[Yang Ditanyakan]
A – Dalam teks tentang pajak, jenis pajak apa yang dicontohkan sebagai "pajak tidak sadar"?
B – Terjemahkan ke dalam bahasa Inggris kalimat berikut dari teks tentang pajak: "Pondasi tersebut tak lain dan tak bukan ditopang oleh dana yang secara kolektif dikumpulkan oleh masyarakat, seperti kita."

[Kutipan Dokumen]
+ + + + +
GAds

Konsep Wajib Pajak Prioritas

Konsep Wajib Pajak Prioritas

Siapa yang tidak mengetahui tentang Pajak? Pajak adalah “pemasukan” utama suatu negara. Pondasi tersebut tak lain dan tak bukan ditopang oleh dana yang secara kolektif dikumpulkan oleh masyarakat, seperti kita. Walaupun terdapat kaum-kaum yang denial dan tidak merasa wajib membayar pajak, namun secara tidak langsung pun mereka tetap membayar “pajak tidak sadar” seperti Pajak Pertambahan Nilai misalnya. Tidak mungkin kan kita nongkrong di cafe atau membeli sesuatu di minimarket namun nego untuk tidak membayar PPN? Apalagi jenis-jenis pajak yang lain seperti Pajak Penghasilan (PPh), Pajak Bumi dan Bangunan (PBB), Pajak Penjualan Barah Mewah (PPnBM), bahkan bea materai yang sering dijadikan syarat untuk mengurus suatu dokumen pun tidak lepas dari namanya pajak. Jangan lupa masih ada pajak daerah seperti pajak kendaraan bermotor, pajak air permukaan, pajak rokok, pajak hotel, pajak restoran, pajak hiburan, pajak reklame, pajak penerangan jalan, pajak mineral, pajak parkir, pajak sarang burung walet, dan masih banyak lagi (Pajakku, 2019). Eits, pajak jadian tidak termasuk dalam jenis pajak ya!
+ + + + +
[Data yang Diberikan]

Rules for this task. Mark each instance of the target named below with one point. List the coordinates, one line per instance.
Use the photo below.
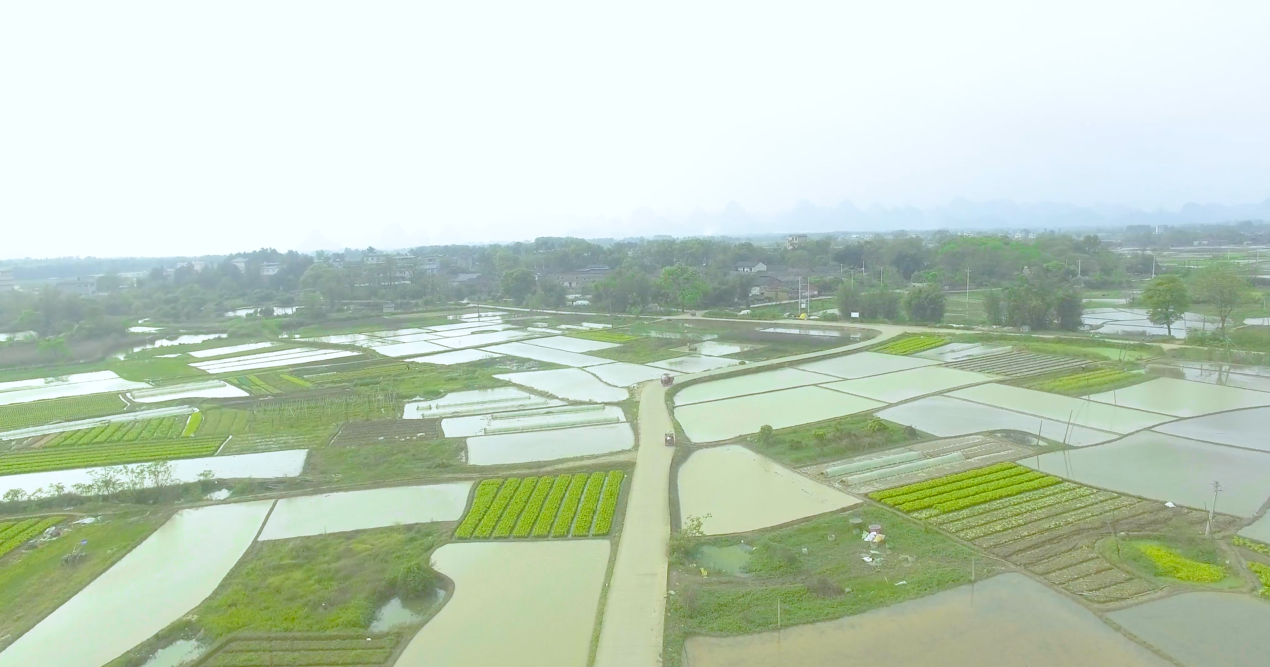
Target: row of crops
(15, 534)
(1085, 383)
(550, 506)
(46, 412)
(161, 428)
(71, 458)
(963, 491)
(912, 344)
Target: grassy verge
(828, 581)
(846, 436)
(33, 583)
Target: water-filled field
(539, 419)
(549, 445)
(573, 344)
(625, 374)
(572, 384)
(742, 385)
(1203, 629)
(1183, 398)
(360, 510)
(1169, 468)
(156, 583)
(1241, 428)
(1005, 621)
(948, 417)
(743, 492)
(904, 385)
(531, 604)
(264, 465)
(694, 363)
(865, 363)
(728, 418)
(73, 385)
(213, 389)
(1080, 412)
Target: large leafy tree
+ + + + +
[Jawaban Tugas]
A – Pajak Pertambahan Nilai.

B – That foundation is supported by nothing other than funds collectively gathered by the public, people like us.